* **Consigne 1**
D'après l'extrait sur les unités de compensation, quel bureau d'études a inventé la méthode des unités de compensation ?
* **Consigne 2**
Reprenez l'extrait sur les unités de compensation à la suite de sa dernière phrase et poursuivez-en le propos.

* **Extrait**
##############################

Bruno Mounier : Cette loi apporte tous les ingrédients pour donner une dimension économique à la biodiversité : un objet, des valeurs et des flux, des acheteurs potentiels. Les enjeux financiers sont importants et notre modèle de société va forcément ouvrir un marché. Il faut rendre les conditions claires et réguler le cas échéant.

Si l’économie était une science exacte, cela se saurait. Un modèle économique va s’écrire sur un nouveau « produit », la biodiversité, que le législateur a installée. La nature est un bien commun et elle est susceptible de devenir un bien marchand. La vigilance s’impose, le réseau CEN y contribuera.

Lionel Pirsoul et Sonia Bertrand : Concrètement, en Languedoc, nous voyons les effets pervers de l’offre de compensation quand elle est associée à la vente d’unités de compensation. En tout cas, cela remet clairement en cause notre approche territoriale. Les unités de compensation transforment les enjeux des mesures de compensation, qui se détournent des espèces ou des espaces. Oc’Via – groupement partenaire public-privé depuis 2012 de l’aménagement du contournement ferroviaire Nîmes-Montpellier –, par exemple, n’a pas des hectares à compenser, mais des « points à marquer », c’est-à-dire qu’il doit atteindre des objectifs chiffrés en termes d’unités de compensation. Pour marquer des points, il faut sécuriser des parcelles et les mettre en gestion. Il y a des points, des ratios entre état initial de la parcelle et ce qui en sera fait. Acheter une prairie et la gérer rapporte un point par exemple, car l’usage de l’espace n’est pas modifié. Enlever de la vigne rapporte deux ou trois points, selon ce que l’on met à la place de la vigne… L’entreprise calcule ce qui est le plus rentable, le plus rapidement possible. Le côté un peu pervers est de se trouver réduit à acheter de la vigne en bon état pour la détruire, parce que cela rapporte plus de points. On aurait pu faire moins perturbant pour l’activité socioéconomique locale… Cette logique, purement comptable, a donc des effets pervers. Dans ce cas, nos grands principes de perturber le moins possible les territoires tombent…

Cette méthode a été inventée et expérimentée par un bureau d’études, Biotope, pour le projet du contournement ferroviaire Nîmes-Montpellier. Cette démarche nous paraît très réductrice, d’autant qu’un de nos rôles maintenant consiste à contrôler… Notre rôle de gestionnaire pourrait être réduit à celui de compteur d’unités de compensation et nous devons redoubler d’efforts pour revenir à des considérations écologiques et insuffler une démarche de territoire. Les unités de compensation sont dans la lignée de la notion de services écosystémiques et transforment notre perception de la nature : il y a trois ou quatre ans, la Dreal a animé un groupe de travail, qui a comparé la méthode des unités de compensation avec des méthodes classiques. Aucune conclusion n’a vraiment été tirée de ce séminaire, hormis le fait que les unités de compensation parlent concrètement à un aménageur qui n’a pas de connaissances de ce qu’est la nature. Cette logique comptable en devient marchande (on compte des unités qui ont un prix), elle n’est pas de considérer la nature en tant que telle et avec toutes ses composantes liées au territoire.

##############################

* **Les données**

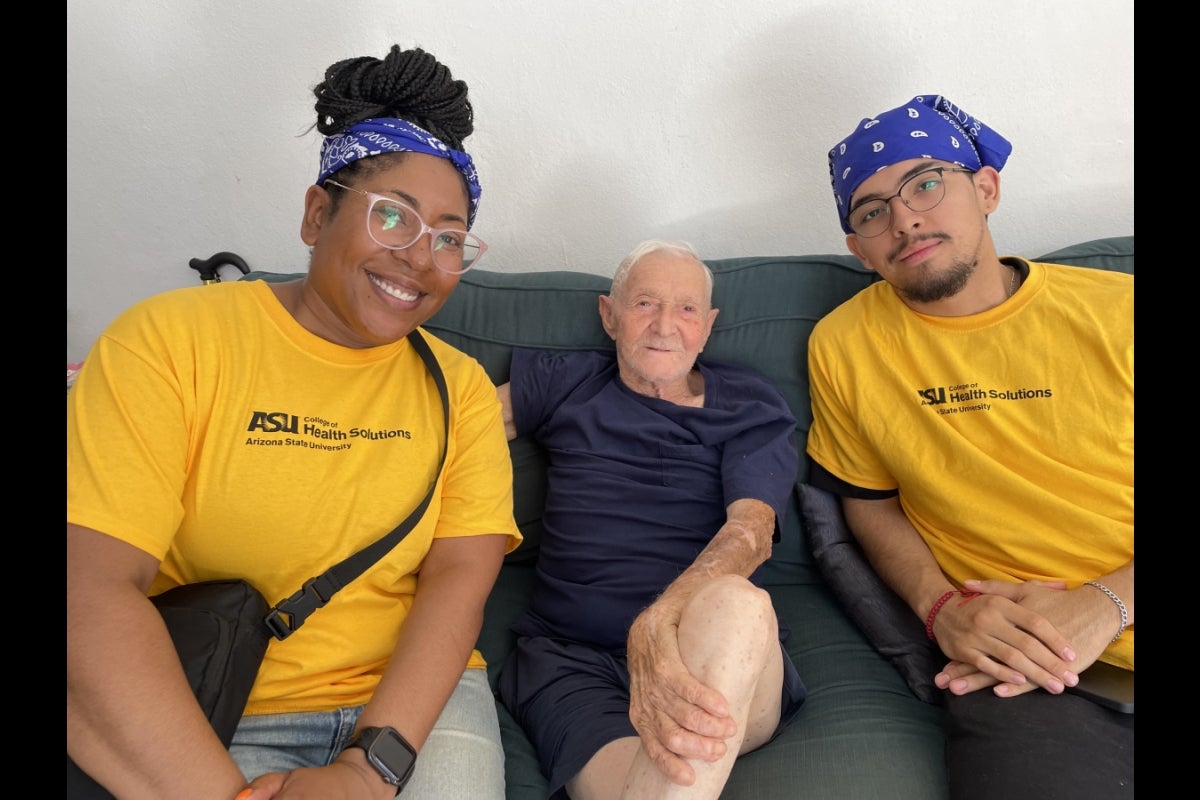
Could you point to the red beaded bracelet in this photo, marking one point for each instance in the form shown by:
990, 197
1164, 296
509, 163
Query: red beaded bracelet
937, 607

##############################

* **Réponse 1**
Biotope, pour le projet du contournement ferroviaire Nîmes-Montpellier.

* **Réponse 2**
Marc Maury : Cela va plus loin que la marchandisation. En fait, le débat actuel sur la généralisation de la doctrine ERC porte sur la recherche d’équivalences. Il y a une vraie volonté d’établir des tables d’équivalence, alors que le vivant ne peut pas entrer dans un tableau… Il faut prendre en compte l’histoire, le devenir, les acteurs en présence… L’équation a bien trop de variables pour pouvoir être simplifiée et insérée dans un tableau, une grille, une matrice, sans complètement galvauder l’idée de la compensation et sa complexité. Mais pour un pétitionnaire, les tableaux sont très rassurants. Ce sont des aides à la décision, qui peuvent donner des éléments de comparaison entre plusieurs régions.


1

Voir, dans ce même numéro, le texte de Thierry Dutoit et al. « Regards d’écologues sur le premier site naturel de compensation français ».

Citation de l’article : Mounier B., Arnauld de Sartre X., Maury M., Mossant P., Pirsoul L., Bertrand S., 2018. La compensation écologique : le point de vue des Conservatoires d’espaces naturels. Nat. Sci. Soc. 26, 2, 223-229.